Input records
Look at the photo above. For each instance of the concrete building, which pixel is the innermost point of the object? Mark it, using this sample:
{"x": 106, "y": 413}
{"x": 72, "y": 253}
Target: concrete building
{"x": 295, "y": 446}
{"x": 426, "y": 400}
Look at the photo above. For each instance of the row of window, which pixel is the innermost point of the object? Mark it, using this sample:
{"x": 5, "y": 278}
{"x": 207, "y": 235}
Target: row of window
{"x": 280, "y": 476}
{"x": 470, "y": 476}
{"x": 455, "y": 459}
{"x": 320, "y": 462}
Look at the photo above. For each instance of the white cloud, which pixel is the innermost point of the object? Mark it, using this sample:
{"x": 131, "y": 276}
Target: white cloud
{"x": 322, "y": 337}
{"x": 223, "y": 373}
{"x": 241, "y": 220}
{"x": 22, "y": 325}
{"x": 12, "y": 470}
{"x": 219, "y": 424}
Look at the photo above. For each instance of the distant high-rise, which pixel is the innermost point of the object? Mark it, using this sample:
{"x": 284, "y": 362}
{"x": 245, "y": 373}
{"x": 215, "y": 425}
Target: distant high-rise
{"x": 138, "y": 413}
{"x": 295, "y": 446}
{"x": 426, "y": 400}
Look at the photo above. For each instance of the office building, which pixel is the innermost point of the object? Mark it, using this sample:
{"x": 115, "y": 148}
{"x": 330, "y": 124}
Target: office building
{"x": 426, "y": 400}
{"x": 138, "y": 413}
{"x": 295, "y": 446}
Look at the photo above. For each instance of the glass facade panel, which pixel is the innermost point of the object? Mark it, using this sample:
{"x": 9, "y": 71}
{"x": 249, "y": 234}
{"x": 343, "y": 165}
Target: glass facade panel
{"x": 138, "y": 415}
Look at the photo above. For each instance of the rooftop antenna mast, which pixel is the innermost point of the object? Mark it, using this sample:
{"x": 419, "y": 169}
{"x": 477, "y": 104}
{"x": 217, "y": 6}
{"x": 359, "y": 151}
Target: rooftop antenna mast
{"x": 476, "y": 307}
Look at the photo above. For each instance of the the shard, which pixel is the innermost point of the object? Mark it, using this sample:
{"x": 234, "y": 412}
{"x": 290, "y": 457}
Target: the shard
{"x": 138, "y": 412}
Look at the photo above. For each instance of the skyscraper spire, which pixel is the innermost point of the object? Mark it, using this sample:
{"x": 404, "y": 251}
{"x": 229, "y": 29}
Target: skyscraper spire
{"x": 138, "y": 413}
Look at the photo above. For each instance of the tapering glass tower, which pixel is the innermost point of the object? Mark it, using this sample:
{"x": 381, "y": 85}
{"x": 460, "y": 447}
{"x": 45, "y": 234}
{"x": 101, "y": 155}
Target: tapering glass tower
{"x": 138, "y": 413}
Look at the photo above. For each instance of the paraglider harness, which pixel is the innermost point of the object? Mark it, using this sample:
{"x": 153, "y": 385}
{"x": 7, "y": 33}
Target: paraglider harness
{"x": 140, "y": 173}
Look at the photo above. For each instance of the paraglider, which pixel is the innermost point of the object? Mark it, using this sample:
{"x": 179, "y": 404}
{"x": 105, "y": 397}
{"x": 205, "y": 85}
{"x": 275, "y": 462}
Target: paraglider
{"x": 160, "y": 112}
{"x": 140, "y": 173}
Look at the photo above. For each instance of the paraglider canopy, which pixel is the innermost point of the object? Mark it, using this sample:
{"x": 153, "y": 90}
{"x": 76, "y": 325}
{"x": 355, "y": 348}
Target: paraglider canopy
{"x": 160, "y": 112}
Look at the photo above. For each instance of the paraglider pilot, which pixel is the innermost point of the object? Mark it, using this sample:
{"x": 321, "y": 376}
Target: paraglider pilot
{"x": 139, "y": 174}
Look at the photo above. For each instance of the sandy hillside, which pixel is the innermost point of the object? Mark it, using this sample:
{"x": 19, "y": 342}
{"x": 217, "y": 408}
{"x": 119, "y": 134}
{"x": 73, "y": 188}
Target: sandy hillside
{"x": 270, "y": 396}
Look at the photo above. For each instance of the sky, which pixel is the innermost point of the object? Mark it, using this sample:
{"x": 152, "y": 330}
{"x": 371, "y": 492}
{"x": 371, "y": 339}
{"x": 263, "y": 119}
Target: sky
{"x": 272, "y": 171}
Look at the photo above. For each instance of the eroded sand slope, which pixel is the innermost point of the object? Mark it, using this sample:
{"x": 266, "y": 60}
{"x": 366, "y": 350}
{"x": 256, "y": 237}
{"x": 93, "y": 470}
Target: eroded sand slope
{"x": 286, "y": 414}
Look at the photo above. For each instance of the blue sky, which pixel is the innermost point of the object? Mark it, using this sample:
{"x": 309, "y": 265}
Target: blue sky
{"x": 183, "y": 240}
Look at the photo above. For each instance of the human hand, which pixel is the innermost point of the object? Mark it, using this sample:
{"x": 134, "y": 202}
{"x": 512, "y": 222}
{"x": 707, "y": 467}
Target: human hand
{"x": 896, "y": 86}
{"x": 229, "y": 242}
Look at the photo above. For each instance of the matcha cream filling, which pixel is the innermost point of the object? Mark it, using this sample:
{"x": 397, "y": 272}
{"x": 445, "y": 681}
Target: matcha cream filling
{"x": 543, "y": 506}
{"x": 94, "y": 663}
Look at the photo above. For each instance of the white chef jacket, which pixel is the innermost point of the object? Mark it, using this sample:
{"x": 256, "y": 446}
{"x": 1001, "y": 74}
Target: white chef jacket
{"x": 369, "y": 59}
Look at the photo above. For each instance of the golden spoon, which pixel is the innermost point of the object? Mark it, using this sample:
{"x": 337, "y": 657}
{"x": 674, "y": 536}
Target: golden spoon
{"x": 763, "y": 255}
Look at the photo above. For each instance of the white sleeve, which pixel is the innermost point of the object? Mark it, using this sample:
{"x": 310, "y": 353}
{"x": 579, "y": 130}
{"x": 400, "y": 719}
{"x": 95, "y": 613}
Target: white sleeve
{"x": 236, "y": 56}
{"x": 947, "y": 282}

Prompt
With nothing added or left out, print the data again.

Completed task
Look at the photo above. For each instance of the concrete building, which pixel is the innermost point of the object? Mark it, using this sample:
{"x": 106, "y": 413}
{"x": 72, "y": 253}
Target: concrete building
{"x": 295, "y": 446}
{"x": 426, "y": 400}
Look at the photo above. For each instance of the row of window, which pixel is the innermost point of the object? Mark it, using this sample:
{"x": 5, "y": 278}
{"x": 207, "y": 235}
Target: row of window
{"x": 280, "y": 476}
{"x": 470, "y": 476}
{"x": 455, "y": 459}
{"x": 320, "y": 462}
Look at the photo above. For each instance of the white cloud, which pixel is the innermost point of the object? Mark it, using this sample:
{"x": 131, "y": 276}
Target: white cloud
{"x": 322, "y": 337}
{"x": 223, "y": 373}
{"x": 241, "y": 220}
{"x": 22, "y": 325}
{"x": 12, "y": 470}
{"x": 219, "y": 424}
Look at the photo above. For each instance of the distant high-rise, which pixel is the innermost point of the object? Mark it, using this sample:
{"x": 284, "y": 362}
{"x": 245, "y": 373}
{"x": 215, "y": 425}
Target: distant high-rise
{"x": 138, "y": 413}
{"x": 295, "y": 446}
{"x": 426, "y": 400}
Look at the photo above. For each instance of the office building, which pixel is the innermost point of the object? Mark it, using this sample:
{"x": 115, "y": 148}
{"x": 330, "y": 124}
Target: office building
{"x": 426, "y": 400}
{"x": 138, "y": 413}
{"x": 295, "y": 446}
Look at the photo above. For each instance of the glass facade panel, which pixel is the innermost point of the object? Mark it, using this sample:
{"x": 9, "y": 71}
{"x": 249, "y": 234}
{"x": 343, "y": 165}
Target: glass facade panel
{"x": 138, "y": 415}
Look at the photo above. For each instance of the rooftop antenna mast, which pixel is the innermost point of the object? Mark it, using this sample:
{"x": 419, "y": 169}
{"x": 477, "y": 104}
{"x": 217, "y": 6}
{"x": 359, "y": 151}
Target: rooftop antenna mast
{"x": 476, "y": 307}
Look at the photo above. For each instance of the the shard, which pixel is the innermost point of the object? Mark it, using this sample:
{"x": 234, "y": 412}
{"x": 290, "y": 457}
Target: the shard
{"x": 138, "y": 412}
Look at the photo above. For each instance of the skyscraper spire, which pixel is the innermost point of the object? Mark it, using this sample:
{"x": 404, "y": 251}
{"x": 229, "y": 29}
Target: skyscraper spire
{"x": 138, "y": 413}
Look at the photo above. For each instance of the tapering glass tower, which pixel is the innermost point of the object? Mark it, using this sample:
{"x": 381, "y": 85}
{"x": 460, "y": 447}
{"x": 45, "y": 234}
{"x": 101, "y": 155}
Target: tapering glass tower
{"x": 138, "y": 413}
Look at the photo above. For each instance of the paraglider harness, which pixel is the innermost point of the object? Mark it, using this sample:
{"x": 153, "y": 385}
{"x": 7, "y": 33}
Target: paraglider harness
{"x": 140, "y": 173}
Look at the photo above. For each instance of the paraglider, which pixel is the innermost point of the object? Mark it, using this sample:
{"x": 179, "y": 404}
{"x": 105, "y": 397}
{"x": 205, "y": 85}
{"x": 275, "y": 462}
Target: paraglider
{"x": 160, "y": 112}
{"x": 140, "y": 173}
Look at the photo above. For each instance of the paraglider canopy, which pixel is the innermost point of the object? Mark it, using this sample:
{"x": 153, "y": 90}
{"x": 76, "y": 325}
{"x": 355, "y": 348}
Target: paraglider canopy
{"x": 160, "y": 112}
Look at the photo above. For each instance of the paraglider pilot, which pixel is the innermost point of the object? Mark it, using this sample:
{"x": 321, "y": 376}
Target: paraglider pilot
{"x": 139, "y": 174}
Look at the photo above. For each instance of the sandy hillside, which pixel is the innermost point of the object? Mark it, using this sample:
{"x": 19, "y": 342}
{"x": 217, "y": 408}
{"x": 119, "y": 134}
{"x": 73, "y": 188}
Target: sandy hillside
{"x": 270, "y": 396}
Look at the photo above. For each instance of the sky, which pixel is the innermost point of the object? Mark it, using this sample:
{"x": 152, "y": 330}
{"x": 371, "y": 492}
{"x": 371, "y": 339}
{"x": 263, "y": 119}
Target: sky
{"x": 272, "y": 171}
Look at the photo above. For each instance of the eroded sand slope, which pixel is the innermost point of the object? Mark it, using this sample:
{"x": 266, "y": 60}
{"x": 366, "y": 350}
{"x": 256, "y": 237}
{"x": 93, "y": 470}
Target: eroded sand slope
{"x": 286, "y": 414}
Look at the photo above. For each instance of the blue sky, which pixel is the innermost point of the object? Mark it, using this sample:
{"x": 309, "y": 265}
Target: blue sky
{"x": 183, "y": 240}
Look at the photo above. For each instance of the human hand, which pixel is the innermost point of the object? Mark it, using this sample:
{"x": 134, "y": 202}
{"x": 512, "y": 222}
{"x": 707, "y": 467}
Target: human hand
{"x": 896, "y": 86}
{"x": 229, "y": 242}
Look at the photo above. For each instance of the matcha cream filling, which pixel is the innermost point of the object? Mark it, using this sample:
{"x": 397, "y": 272}
{"x": 445, "y": 681}
Target: matcha cream filling
{"x": 543, "y": 506}
{"x": 94, "y": 663}
Look at the photo above. For each instance of the white chef jacket, which pixel is the innermost point of the object? Mark it, using this sample:
{"x": 256, "y": 446}
{"x": 1001, "y": 74}
Target: white chef jacket
{"x": 369, "y": 59}
Look at the photo above. For each instance of the golden spoon, which pixel is the innermost point of the object? Mark it, using this sample:
{"x": 337, "y": 657}
{"x": 674, "y": 536}
Target: golden spoon
{"x": 763, "y": 255}
Look at the photo above. For each instance of the white sleeve, which pixel is the innermost point of the object? Mark it, using this sample:
{"x": 310, "y": 353}
{"x": 579, "y": 130}
{"x": 400, "y": 719}
{"x": 95, "y": 613}
Target: white sleeve
{"x": 236, "y": 56}
{"x": 947, "y": 282}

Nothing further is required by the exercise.